:: Passage given ::
------------------------------
Fixed vs Sliding Window vs Token Bucket in ASP.NET Core

Choosing the right rate limiting algorithm for your ASP.NET Core API is one of those decisions that looks straightforward on the surface but carries real consequences in production. Since .NET 7, ASP.NET Core ships with four built-in rate limiting algorithms out of the box - Fixed Window, Sliding Window, Token Bucket, and Concurrency Limiter - and teams that pick the wrong one end up with either burst traffic spikes that overwhelm downstream services or restrictive policies that degrade legitimate user experience.

This article compares all four ASP.NET Core rate limiting algorithms side by side, walks through their mechanics, trade-offs, and real-world failure modes, and gives you a clear recommendation framework for choosing the right one for your .NET team.

The algorithm you pick shapes how bursty traffic feels to real users. The full setup with all four limiters is on Patreon. Chapter 10 of the ASP.NET Core Web API: Zero to Production course builds rate limiting and resilience into one API.

How ASP.NET Core Rate Limiting Works

ASP.NET Core's built-in rate limiting middleware, introduced in .NET 7 via the Microsoft.AspNetCore.RateLimiting namespace, operates on the concept of limiters and policies. Each limiter is backed by a System.Threading.RateLimiting primitive. These are in-process rate limiters - they work per application instance. For distributed deployments, you need a distributed backing store (Redis is the standard choice), but the algorithm decision still applies.

The middleware integrates at the pipeline level, evaluates each request against a named policy, and returns HTTP 429 with optional Retry-After headers when limits are exceeded. You can apply policies globally, per endpoint, or per controller.

The important thing before comparing algorithms is understanding what you are trying to protect:

Server resources (CPU, memory, DB connections) → Concurrency Limiter
Request throughput over time (API quotas) → Window-based or Token Bucket
Burst absorption (allow a burst then throttle) → Token Bucket or Sliding Window

The Four Algorithms: Mechanics and Trade-Offs

Fixed Window Limiter

The Fixed Window algorithm divides time into discrete, non-overlapping windows of a fixed duration. A counter tracks requests in the current window. When the counter hits the limit, subsequent requests are rejected until the window resets.

How it works: If the window is 60 seconds and the limit is 100 requests, a client can send 100 requests in the first second and 100 more one second later when the window resets. This is the infamous boundary spike problem - two back-to-back windows can produce 2× the intended limit at the reset boundary.

Strengths:

Simplest algorithm to understand and reason about
Minimal memory footprint - only one counter per partition
Predictable reset times, which makes it easy to communicate to API consumers via Retry-After headers

Weaknesses:

Does not smooth traffic - allows burst at window boundaries
A client can game the boundary by sending requests at the end of one window and the start of the next
Doesn't reflect actual load over rolling time periods

When to use Fixed Window:

Coarse-grained daily or hourly quotas (e.g., "1000 API calls per day")
------------------------------
:: Available data ::
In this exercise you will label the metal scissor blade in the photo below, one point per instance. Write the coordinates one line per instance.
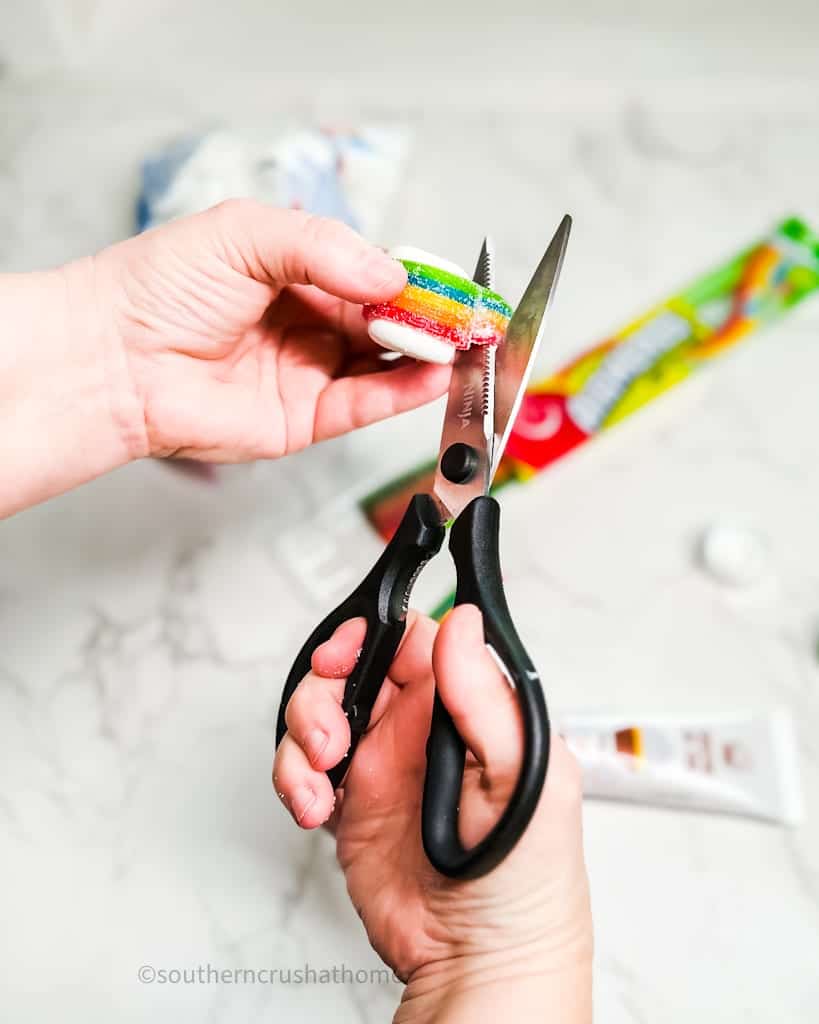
(516, 355)
(468, 423)
(484, 269)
------------------------------
:: Problem requirements ::
In the rate limiting article, rewrite the paragraph that begins "ASP.NET Core's built-in rate limiting middleware" as a short bulleted list that keeps its main facts.

:: The completed task ::
- The middleware was introduced in .NET 7 through the Microsoft.AspNetCore.RateLimiting namespace and works with limiters and policies.
- Each limiter is backed by a System.Threading.RateLimiting primitive.
- The limiters run in-process, so they work per application instance.
- Distributed deployments need a distributed backing store, with Redis as the standard choice, but the choice of algorithm still applies.